**WHAT THE TASK ASKS:** Every record that follows must be given again exactly.

**EXTRACTED MATERIAL:**
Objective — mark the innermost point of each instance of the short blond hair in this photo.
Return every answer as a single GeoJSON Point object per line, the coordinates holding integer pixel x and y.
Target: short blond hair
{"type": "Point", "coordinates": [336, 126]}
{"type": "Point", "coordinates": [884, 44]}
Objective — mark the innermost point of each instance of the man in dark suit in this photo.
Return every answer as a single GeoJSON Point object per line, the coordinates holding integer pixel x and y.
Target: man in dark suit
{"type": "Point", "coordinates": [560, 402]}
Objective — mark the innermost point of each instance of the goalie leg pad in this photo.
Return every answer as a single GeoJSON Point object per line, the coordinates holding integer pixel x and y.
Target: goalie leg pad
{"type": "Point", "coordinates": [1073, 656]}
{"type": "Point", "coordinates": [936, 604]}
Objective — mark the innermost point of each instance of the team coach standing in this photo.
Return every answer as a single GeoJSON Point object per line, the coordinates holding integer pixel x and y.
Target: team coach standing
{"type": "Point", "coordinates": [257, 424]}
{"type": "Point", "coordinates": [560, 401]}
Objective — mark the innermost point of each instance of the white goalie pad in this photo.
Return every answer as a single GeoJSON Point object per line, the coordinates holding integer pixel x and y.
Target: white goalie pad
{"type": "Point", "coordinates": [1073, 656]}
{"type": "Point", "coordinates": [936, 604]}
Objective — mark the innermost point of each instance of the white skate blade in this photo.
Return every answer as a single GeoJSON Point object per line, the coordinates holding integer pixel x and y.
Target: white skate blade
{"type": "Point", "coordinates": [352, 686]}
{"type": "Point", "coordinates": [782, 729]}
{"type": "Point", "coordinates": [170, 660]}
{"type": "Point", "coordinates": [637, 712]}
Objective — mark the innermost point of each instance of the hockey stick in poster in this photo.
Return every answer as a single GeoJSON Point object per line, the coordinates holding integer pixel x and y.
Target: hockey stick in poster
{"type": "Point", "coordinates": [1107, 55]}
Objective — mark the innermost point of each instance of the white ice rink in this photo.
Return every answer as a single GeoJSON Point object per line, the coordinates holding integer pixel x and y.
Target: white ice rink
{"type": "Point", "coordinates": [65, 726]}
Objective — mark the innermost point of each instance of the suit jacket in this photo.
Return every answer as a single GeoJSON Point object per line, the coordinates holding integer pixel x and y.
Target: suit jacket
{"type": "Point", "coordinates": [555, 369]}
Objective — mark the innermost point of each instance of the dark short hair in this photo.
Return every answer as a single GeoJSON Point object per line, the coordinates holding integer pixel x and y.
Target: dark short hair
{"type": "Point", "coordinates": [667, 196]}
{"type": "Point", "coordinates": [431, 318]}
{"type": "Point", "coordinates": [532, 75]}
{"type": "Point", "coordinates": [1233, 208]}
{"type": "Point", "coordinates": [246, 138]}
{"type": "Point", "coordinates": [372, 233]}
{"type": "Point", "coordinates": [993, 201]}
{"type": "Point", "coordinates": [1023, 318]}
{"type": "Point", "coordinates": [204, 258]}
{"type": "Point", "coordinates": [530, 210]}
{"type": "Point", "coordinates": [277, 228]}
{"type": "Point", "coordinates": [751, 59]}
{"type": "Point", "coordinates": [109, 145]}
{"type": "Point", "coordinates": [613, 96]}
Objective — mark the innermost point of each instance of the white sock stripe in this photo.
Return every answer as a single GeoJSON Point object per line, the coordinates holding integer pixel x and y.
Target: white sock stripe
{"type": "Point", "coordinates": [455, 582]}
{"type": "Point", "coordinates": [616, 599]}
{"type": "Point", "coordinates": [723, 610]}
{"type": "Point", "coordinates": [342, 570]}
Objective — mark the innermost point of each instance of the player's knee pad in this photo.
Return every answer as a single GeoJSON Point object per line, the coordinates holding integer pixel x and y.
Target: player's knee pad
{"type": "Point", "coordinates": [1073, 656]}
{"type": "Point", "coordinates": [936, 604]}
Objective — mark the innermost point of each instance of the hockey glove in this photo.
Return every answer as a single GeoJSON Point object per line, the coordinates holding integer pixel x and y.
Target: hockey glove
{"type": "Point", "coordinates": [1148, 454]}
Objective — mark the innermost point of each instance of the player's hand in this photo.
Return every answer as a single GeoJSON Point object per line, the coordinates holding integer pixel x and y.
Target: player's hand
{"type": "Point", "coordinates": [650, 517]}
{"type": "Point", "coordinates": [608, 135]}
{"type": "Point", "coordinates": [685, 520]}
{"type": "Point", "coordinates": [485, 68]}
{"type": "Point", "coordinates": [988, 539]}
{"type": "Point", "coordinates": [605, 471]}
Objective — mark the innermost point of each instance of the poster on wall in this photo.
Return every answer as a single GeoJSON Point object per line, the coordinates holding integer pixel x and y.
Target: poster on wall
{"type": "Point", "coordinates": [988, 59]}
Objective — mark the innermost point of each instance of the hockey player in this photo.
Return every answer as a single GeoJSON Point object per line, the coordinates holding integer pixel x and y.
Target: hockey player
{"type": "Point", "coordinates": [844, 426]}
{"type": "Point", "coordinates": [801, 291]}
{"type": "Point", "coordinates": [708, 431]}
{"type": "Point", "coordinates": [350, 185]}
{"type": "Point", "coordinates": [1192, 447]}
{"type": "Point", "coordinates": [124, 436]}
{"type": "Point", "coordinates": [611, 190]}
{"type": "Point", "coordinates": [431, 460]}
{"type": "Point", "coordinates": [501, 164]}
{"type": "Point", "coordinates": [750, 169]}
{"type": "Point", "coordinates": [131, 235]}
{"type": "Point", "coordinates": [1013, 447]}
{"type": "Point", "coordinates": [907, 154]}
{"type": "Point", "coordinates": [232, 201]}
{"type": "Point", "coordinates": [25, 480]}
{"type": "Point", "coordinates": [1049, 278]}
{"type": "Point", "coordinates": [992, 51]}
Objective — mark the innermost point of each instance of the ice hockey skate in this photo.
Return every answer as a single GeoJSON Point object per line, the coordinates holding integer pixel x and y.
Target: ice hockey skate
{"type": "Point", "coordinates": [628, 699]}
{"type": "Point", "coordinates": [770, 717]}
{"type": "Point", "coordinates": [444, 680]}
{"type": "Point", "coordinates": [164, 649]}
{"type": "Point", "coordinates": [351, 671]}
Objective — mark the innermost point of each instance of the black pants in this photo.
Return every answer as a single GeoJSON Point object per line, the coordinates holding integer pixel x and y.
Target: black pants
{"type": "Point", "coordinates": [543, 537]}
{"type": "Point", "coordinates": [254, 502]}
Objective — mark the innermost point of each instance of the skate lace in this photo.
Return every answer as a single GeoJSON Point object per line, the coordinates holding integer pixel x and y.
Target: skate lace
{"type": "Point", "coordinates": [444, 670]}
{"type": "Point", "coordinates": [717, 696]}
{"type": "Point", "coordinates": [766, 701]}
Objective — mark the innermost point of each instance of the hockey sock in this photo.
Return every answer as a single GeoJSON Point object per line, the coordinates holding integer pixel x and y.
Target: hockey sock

**ANSWER:**
Objective — mark the innermost point of each instance of the short blond hair in this photo.
Return every answer as a single GeoJSON Point object per line, the coordinates holding integer pixel x and y.
Target: short blond hair
{"type": "Point", "coordinates": [336, 126]}
{"type": "Point", "coordinates": [884, 44]}
Objective — mark the innermost point of each instance of the man in dark suit in this photo.
Return every answer as a single GeoJSON Point object per line, the coordinates holding integer pixel x and y.
Target: man in dark suit
{"type": "Point", "coordinates": [560, 402]}
Objective — mark the innermost point of each instance of the goalie leg pad in this photo.
Return every answer as a single GeoJSON Point object per line, the coordinates holding integer pixel x and y.
Target: goalie leg pad
{"type": "Point", "coordinates": [1073, 656]}
{"type": "Point", "coordinates": [936, 604]}
Objective — mark the innermost point of each instance of the team coach standing in this photo.
Return every answer as a single GeoJSON Point object per line, the coordinates holding integer pixel x and y.
Target: team coach standing
{"type": "Point", "coordinates": [257, 424]}
{"type": "Point", "coordinates": [560, 401]}
Objective — mark the innermost point of each instance of the white goalie pad in this photo.
Return every answer as a single GeoJSON Point object per line, the coordinates holding integer pixel x and y.
Target: white goalie pad
{"type": "Point", "coordinates": [1073, 656]}
{"type": "Point", "coordinates": [936, 604]}
Objective — mark the innermost point of each instance of the white skate blade in this photo.
Return every answer as a single GeoJSON Point object per line, the coordinates holding integer pixel x and y.
Target: white skate blade
{"type": "Point", "coordinates": [352, 686]}
{"type": "Point", "coordinates": [782, 729]}
{"type": "Point", "coordinates": [170, 660]}
{"type": "Point", "coordinates": [637, 712]}
Objective — mark the innermost point of each instance of the hockey stick in poster in this photo.
Return every answer as a single GeoJSON Point object per line, the coordinates holding integer pixel x and y.
Target: hockey stick in poster
{"type": "Point", "coordinates": [1107, 55]}
Objective — mark the innermost point of each instance of the white ice rink in this photo.
Return every answer as a single GeoJSON Point object per line, the coordinates holding integer pixel x and y.
Target: white ice rink
{"type": "Point", "coordinates": [65, 726]}
Objective — mark the innermost point of each instance of the suit jacket in this photo.
Return every answer as a single GeoJSON Point object per line, the coordinates holding integer pixel x and y.
Target: suit jacket
{"type": "Point", "coordinates": [555, 369]}
Objective — mark the innermost point of each instance of the dark short hair in this photo.
Return every answer as a single GeoJSON Point object per line, the coordinates holding integer pixel x and y.
Target: dark short hair
{"type": "Point", "coordinates": [667, 196]}
{"type": "Point", "coordinates": [431, 318]}
{"type": "Point", "coordinates": [532, 75]}
{"type": "Point", "coordinates": [1233, 208]}
{"type": "Point", "coordinates": [246, 138]}
{"type": "Point", "coordinates": [372, 233]}
{"type": "Point", "coordinates": [993, 201]}
{"type": "Point", "coordinates": [1023, 318]}
{"type": "Point", "coordinates": [204, 258]}
{"type": "Point", "coordinates": [530, 210]}
{"type": "Point", "coordinates": [277, 228]}
{"type": "Point", "coordinates": [751, 59]}
{"type": "Point", "coordinates": [109, 145]}
{"type": "Point", "coordinates": [613, 96]}
Objective — mark the innermost point of each instance of the white sock stripe in this photo.
Return every answer as a single GeoJSON Point object per line, the coordinates holding integer pixel x and y.
Target: white sock stripe
{"type": "Point", "coordinates": [455, 582]}
{"type": "Point", "coordinates": [616, 599]}
{"type": "Point", "coordinates": [723, 610]}
{"type": "Point", "coordinates": [342, 570]}
Objective — mark the innermost point of each instance of the player's knee pad in this photo.
Return every answer as a single GeoJSON Point object per line, the coordinates holding integer pixel x and y.
Target: player's knee pad
{"type": "Point", "coordinates": [1073, 656]}
{"type": "Point", "coordinates": [936, 604]}
Objective — mark the innermost point of each instance of the hockey glove in this photo.
Return every answer as a single GeoJSON Point object per line, the coordinates holding integer pixel x and y.
Target: hockey glove
{"type": "Point", "coordinates": [1148, 454]}
Objective — mark the innermost point of each instance of the player's hand in this photo.
Return every answer as a single GeoJSON Point object per line, the coordinates holding integer pixel x and y.
Target: player's hand
{"type": "Point", "coordinates": [650, 517]}
{"type": "Point", "coordinates": [608, 135]}
{"type": "Point", "coordinates": [685, 520]}
{"type": "Point", "coordinates": [485, 68]}
{"type": "Point", "coordinates": [988, 539]}
{"type": "Point", "coordinates": [605, 471]}
Objective — mark the innermost point of each instance of the poster on wall in this photo.
Return every answer as a single GeoJSON Point object per line, the coordinates holding integer pixel x and y.
Target: poster on wall
{"type": "Point", "coordinates": [988, 59]}
Objective — mark the innermost point of each instance of the hockey player in this photo.
Return every answer as a single GeoJSON Point object per line, the coordinates holding integer pixel x and y.
Target: hockey player
{"type": "Point", "coordinates": [844, 426]}
{"type": "Point", "coordinates": [801, 291]}
{"type": "Point", "coordinates": [708, 431]}
{"type": "Point", "coordinates": [350, 185]}
{"type": "Point", "coordinates": [1192, 447]}
{"type": "Point", "coordinates": [124, 436]}
{"type": "Point", "coordinates": [611, 190]}
{"type": "Point", "coordinates": [431, 460]}
{"type": "Point", "coordinates": [501, 164]}
{"type": "Point", "coordinates": [750, 169]}
{"type": "Point", "coordinates": [131, 235]}
{"type": "Point", "coordinates": [1013, 447]}
{"type": "Point", "coordinates": [907, 154]}
{"type": "Point", "coordinates": [232, 201]}
{"type": "Point", "coordinates": [25, 480]}
{"type": "Point", "coordinates": [1049, 278]}
{"type": "Point", "coordinates": [992, 51]}
Objective — mark the innermost point of each instance of the ice hockey skate in this photo.
Return every answer as a single GeoJSON Point object per line, the coordinates holding integer pixel x and y.
Target: ice hockey skate
{"type": "Point", "coordinates": [628, 699]}
{"type": "Point", "coordinates": [770, 717]}
{"type": "Point", "coordinates": [444, 680]}
{"type": "Point", "coordinates": [164, 649]}
{"type": "Point", "coordinates": [351, 671]}
Objective — mark the innermost point of each instance of the black pants in this photo.
Return every answer as a single GeoJSON Point object per line, the coordinates holding integer pixel x and y.
Target: black pants
{"type": "Point", "coordinates": [543, 537]}
{"type": "Point", "coordinates": [254, 502]}
Objective — mark the innermost point of each instance of the skate lace in this photo.
Return every answer as a single GeoJSON Point object per line, the coordinates holding integer pixel x and y.
Target: skate lace
{"type": "Point", "coordinates": [444, 670]}
{"type": "Point", "coordinates": [717, 696]}
{"type": "Point", "coordinates": [766, 701]}
Objective — mark the innermost point of each instance of the hockey sock in this photo.
Return every answer as a single GeoJSON Point object per line, the coordinates holding integer pixel x and y.
Target: hockey sock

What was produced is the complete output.